** SOURCE DOCUMENT **

Masha likes numbers. She likes Fibonacci numbers even more, so that she represents all natural numbers as sum of Fibonacci numbers. She calls it Fibonacci number system.
Fibonacci numbers is a sequence f, which is defined as follows: \(f_0 = f_1 = 1\) and \(f_i = f_{i-1}+f_{i-2}\) for all \(i>1\).
Numbers in Fibonacci number system are represented as binary strings with no leading zeros and no two ones are consecutive. To represent natural number n in this system, one has to represent n as the sum of non-consecutive Fibonacci numbers: \(n=f_{i_1}+f_{i_2}+\dots+f_{i_m}\) such that \(i_j>0\) and \(|i_j-i_k|>1\) for all \(1 \le i, j \le m\), \(i \ne j\). For example, let's say \(n=7\), we can represent \(n = 7 = 2 + 5 = f_2 + f_4\), so 7 in Fibonacci number system is 1010, \(n=12\) represented as 10101 and \(n=1\) — as 1.

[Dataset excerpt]
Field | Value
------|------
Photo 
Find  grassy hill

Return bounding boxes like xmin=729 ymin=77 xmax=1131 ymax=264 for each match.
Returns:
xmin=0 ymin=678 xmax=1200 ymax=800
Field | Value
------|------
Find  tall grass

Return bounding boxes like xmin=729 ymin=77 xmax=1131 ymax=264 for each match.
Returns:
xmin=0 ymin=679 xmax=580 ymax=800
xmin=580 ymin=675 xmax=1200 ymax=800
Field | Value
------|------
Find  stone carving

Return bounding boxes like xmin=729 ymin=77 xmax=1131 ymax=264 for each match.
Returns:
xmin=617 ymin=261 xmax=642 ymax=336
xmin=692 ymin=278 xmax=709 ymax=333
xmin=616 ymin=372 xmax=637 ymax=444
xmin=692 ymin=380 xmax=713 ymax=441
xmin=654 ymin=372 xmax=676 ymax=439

--

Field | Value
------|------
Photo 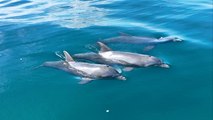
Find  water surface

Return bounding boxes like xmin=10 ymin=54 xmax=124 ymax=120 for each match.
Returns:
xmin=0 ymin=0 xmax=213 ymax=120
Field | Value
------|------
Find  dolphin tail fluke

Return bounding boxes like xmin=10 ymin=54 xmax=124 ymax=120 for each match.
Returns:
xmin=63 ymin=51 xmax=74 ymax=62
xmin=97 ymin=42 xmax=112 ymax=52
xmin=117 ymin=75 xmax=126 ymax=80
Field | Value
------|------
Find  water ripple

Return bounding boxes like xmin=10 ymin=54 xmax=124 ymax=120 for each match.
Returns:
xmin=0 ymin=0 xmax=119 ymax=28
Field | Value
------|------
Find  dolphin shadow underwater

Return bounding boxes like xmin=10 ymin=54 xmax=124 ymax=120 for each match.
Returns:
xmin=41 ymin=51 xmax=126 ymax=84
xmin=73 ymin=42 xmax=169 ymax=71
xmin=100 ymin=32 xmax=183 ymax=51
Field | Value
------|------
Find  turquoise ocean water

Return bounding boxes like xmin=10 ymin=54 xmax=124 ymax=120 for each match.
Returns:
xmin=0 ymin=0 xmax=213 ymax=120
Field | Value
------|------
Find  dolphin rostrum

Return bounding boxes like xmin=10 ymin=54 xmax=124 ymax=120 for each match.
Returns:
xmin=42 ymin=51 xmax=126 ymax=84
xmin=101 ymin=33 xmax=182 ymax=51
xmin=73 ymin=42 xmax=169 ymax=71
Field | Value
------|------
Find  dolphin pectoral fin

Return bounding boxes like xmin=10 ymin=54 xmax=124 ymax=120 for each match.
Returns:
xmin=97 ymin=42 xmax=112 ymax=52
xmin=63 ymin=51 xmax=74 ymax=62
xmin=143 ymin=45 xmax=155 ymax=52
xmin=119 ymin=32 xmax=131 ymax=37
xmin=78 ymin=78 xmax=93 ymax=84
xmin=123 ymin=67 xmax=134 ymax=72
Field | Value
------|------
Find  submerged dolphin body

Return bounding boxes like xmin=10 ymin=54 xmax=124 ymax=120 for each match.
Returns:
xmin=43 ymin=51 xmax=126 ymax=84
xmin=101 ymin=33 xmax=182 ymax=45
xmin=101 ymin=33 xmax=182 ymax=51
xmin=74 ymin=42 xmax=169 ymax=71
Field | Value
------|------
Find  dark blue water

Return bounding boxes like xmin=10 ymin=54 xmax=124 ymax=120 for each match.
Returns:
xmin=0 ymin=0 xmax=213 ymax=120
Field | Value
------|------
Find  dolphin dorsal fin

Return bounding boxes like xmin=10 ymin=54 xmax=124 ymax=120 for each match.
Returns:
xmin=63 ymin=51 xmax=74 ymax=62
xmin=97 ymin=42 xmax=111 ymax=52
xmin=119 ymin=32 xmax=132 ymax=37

** TASKS TO COMPLETE **
(1) In the Fibonacci number system statement, how is n = 12 represented?
(2) State how many lines of the entries contain the word "dolphin".

** RESPONSES IN ORDER **
(1) 10101

(2) 6